» **Exercise brief**
Repeat every line below exactly as it reads.

*** Opening of Record set ***

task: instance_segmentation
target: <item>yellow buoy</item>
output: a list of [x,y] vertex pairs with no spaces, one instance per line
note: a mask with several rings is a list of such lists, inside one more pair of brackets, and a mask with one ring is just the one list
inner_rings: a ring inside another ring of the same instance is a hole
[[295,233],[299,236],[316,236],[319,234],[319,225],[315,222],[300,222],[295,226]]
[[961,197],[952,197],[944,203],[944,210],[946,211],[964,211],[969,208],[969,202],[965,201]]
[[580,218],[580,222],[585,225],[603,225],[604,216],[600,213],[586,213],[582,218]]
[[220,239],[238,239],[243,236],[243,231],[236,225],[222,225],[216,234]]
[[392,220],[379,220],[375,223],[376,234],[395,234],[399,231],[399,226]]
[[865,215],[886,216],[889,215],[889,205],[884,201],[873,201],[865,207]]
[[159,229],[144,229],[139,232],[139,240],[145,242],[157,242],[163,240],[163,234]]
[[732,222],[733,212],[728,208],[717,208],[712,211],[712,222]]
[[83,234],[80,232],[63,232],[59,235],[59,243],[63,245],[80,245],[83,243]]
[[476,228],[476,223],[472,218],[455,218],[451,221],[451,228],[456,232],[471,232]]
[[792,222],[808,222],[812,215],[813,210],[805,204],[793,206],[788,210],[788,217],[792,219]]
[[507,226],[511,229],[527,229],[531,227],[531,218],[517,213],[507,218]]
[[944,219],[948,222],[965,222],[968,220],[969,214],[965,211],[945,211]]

*** Close of Record set ***

» **Result of the exercise**
task: instance_segmentation
target: <item>yellow buoy</item>
output: a list of [x,y] vertex pairs with no spaces, one instance per line
note: a mask with several rings is a list of such lists, inside one more pair of brackets, and a mask with one ring is just the one list
inner_rings: a ring inside another ring of the same instance is a hole
[[295,233],[299,236],[316,236],[319,234],[319,225],[315,222],[300,222],[295,226]]
[[961,197],[952,197],[944,203],[944,210],[946,211],[964,211],[969,208],[969,202],[965,201]]
[[580,218],[580,222],[585,225],[603,225],[604,216],[600,213],[586,213],[582,218]]
[[220,239],[238,239],[243,236],[243,231],[236,225],[222,225],[216,234]]
[[392,220],[379,220],[375,223],[376,234],[395,234],[399,231],[399,226]]
[[865,215],[886,216],[889,215],[889,205],[884,201],[873,201],[865,207]]
[[159,229],[144,229],[139,232],[139,240],[145,242],[157,242],[163,240],[163,234]]
[[732,222],[733,212],[728,208],[717,208],[712,211],[712,222]]
[[83,234],[80,232],[63,232],[59,235],[59,243],[63,245],[80,245],[83,243]]
[[476,228],[476,223],[472,218],[455,218],[451,221],[451,228],[456,232],[471,232]]
[[792,222],[808,222],[812,215],[813,210],[805,204],[793,206],[788,210],[788,217],[792,219]]
[[507,226],[511,229],[527,229],[531,227],[531,218],[517,213],[507,218]]
[[944,219],[948,222],[965,222],[968,220],[969,214],[965,211],[945,211]]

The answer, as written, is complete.